(Stored items from a collection)
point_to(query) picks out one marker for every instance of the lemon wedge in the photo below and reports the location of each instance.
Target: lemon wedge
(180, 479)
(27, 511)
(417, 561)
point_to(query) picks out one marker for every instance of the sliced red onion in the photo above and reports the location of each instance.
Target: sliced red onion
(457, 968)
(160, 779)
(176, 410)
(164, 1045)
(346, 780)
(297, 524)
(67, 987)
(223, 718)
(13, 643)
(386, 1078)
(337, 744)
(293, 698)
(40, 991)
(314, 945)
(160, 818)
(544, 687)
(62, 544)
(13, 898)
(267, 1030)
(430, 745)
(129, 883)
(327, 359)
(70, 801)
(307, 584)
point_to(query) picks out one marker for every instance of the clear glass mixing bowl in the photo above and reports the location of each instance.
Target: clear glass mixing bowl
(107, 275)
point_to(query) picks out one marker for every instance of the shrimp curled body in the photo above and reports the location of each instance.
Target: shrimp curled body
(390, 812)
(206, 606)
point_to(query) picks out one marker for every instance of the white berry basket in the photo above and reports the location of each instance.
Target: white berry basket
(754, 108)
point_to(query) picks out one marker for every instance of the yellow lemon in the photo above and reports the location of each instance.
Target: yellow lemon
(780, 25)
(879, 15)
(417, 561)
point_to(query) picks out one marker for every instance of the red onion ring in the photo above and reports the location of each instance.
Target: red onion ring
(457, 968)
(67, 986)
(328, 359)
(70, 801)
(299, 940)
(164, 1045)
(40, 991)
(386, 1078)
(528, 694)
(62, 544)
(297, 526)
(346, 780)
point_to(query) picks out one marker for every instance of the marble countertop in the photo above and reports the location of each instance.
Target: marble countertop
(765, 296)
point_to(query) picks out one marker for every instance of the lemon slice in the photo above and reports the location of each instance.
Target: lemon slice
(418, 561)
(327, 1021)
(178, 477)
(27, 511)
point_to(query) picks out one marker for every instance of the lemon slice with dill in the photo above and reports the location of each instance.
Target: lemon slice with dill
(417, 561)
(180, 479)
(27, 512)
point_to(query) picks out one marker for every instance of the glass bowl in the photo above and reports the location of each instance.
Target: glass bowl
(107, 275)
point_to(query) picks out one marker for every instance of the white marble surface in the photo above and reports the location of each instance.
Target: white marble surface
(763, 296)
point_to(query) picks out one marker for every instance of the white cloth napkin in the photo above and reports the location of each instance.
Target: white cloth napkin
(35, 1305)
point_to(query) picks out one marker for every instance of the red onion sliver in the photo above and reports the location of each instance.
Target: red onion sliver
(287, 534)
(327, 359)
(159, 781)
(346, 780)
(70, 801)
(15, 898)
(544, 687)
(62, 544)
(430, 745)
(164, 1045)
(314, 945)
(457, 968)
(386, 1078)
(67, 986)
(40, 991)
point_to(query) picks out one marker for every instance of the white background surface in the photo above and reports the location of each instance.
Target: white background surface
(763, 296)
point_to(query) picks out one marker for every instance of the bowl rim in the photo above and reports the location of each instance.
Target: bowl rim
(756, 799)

▶ _What this task involves_
Print all of the data exactly as it was given.

▶ _Reply_
point_to(query) picks out one marker for every instance of the lemon wedge in the photo below and reports the location of each instance.
Target: lemon wedge
(180, 479)
(27, 511)
(417, 561)
point_to(query) picks out one marker for every instance of the sliced red onion in the photo above and reports the location of each instance.
Target: sliced red onion
(457, 968)
(160, 779)
(176, 410)
(164, 1045)
(346, 780)
(297, 524)
(67, 987)
(223, 718)
(13, 643)
(386, 1078)
(337, 744)
(293, 698)
(40, 991)
(314, 945)
(160, 818)
(544, 687)
(62, 544)
(13, 898)
(267, 1030)
(430, 745)
(129, 883)
(327, 359)
(70, 801)
(307, 584)
point_to(query) picks out one marker for every instance of the clear glass mixing bowl in the photo above and reports the location of each instance.
Target: clear glass mixing bowl
(107, 275)
point_to(query) picks out one marker for every instance of the shrimp curled body in the photo above and reports the location of each instance.
Target: shrimp curled body
(390, 812)
(206, 606)
point_to(query) picks out one marker for every instance of the white berry basket in the photo above and reports the location of each instance.
Target: white berry basket
(754, 108)
point_to(query) picks out one marker for every instance of the yellow lemon in the photo above and reports the location of each instance.
Target: yellow lemon
(780, 25)
(879, 15)
(417, 561)
point_to(query) picks out one marker for every instance of the red onion ring in the photo above and reports the location of each instance.
Target: red onion ring
(457, 968)
(67, 986)
(328, 359)
(70, 801)
(299, 940)
(164, 1045)
(40, 991)
(386, 1078)
(528, 694)
(62, 544)
(297, 526)
(346, 780)
point_to(query) picks out one marker for every instance of the marble countertop in the photo above and reports the location of each instance.
Target: marble countertop
(765, 296)
point_to(query) picks out one marker for every instance of the lemon slice in the photo above and reports the location of each instance.
Target: lemon slice
(418, 561)
(327, 1021)
(178, 477)
(27, 511)
point_to(query) picks out one marker for every instance of the lemon slice with dill in the photo above and reports the location of each instance.
Target: lemon slice with dill
(417, 561)
(180, 479)
(27, 512)
point_to(query) picks out one marker for every instance of the glass bowl in the photo above and reports the location of each instance.
Target: glass bowl
(107, 275)
point_to(query) picks out one marker for every instance of the white marble surface in the photo above and reports the location of each instance.
Target: white marble surface
(763, 296)
point_to(query) picks out one marker for every instance of the white cloth napkin in the photo above and reports the location of each instance.
Target: white cloth napkin
(35, 1305)
point_to(query) picks out one marker for every instance of the red onion sliver in the photo above and reports the location of each instance.
Target: red onion sliver
(287, 534)
(327, 359)
(159, 781)
(346, 780)
(70, 801)
(15, 898)
(544, 687)
(62, 544)
(430, 745)
(164, 1045)
(314, 945)
(457, 968)
(386, 1078)
(67, 986)
(40, 991)
point_to(query) picks out one marker for every instance of the white background surface in the photo above and reports the location of each instance.
Target: white background surface
(763, 296)
point_to(query) picks out one marker for every instance of the bowl rim in the photo above and reports the location of each instance.
Target: bowl rim
(756, 799)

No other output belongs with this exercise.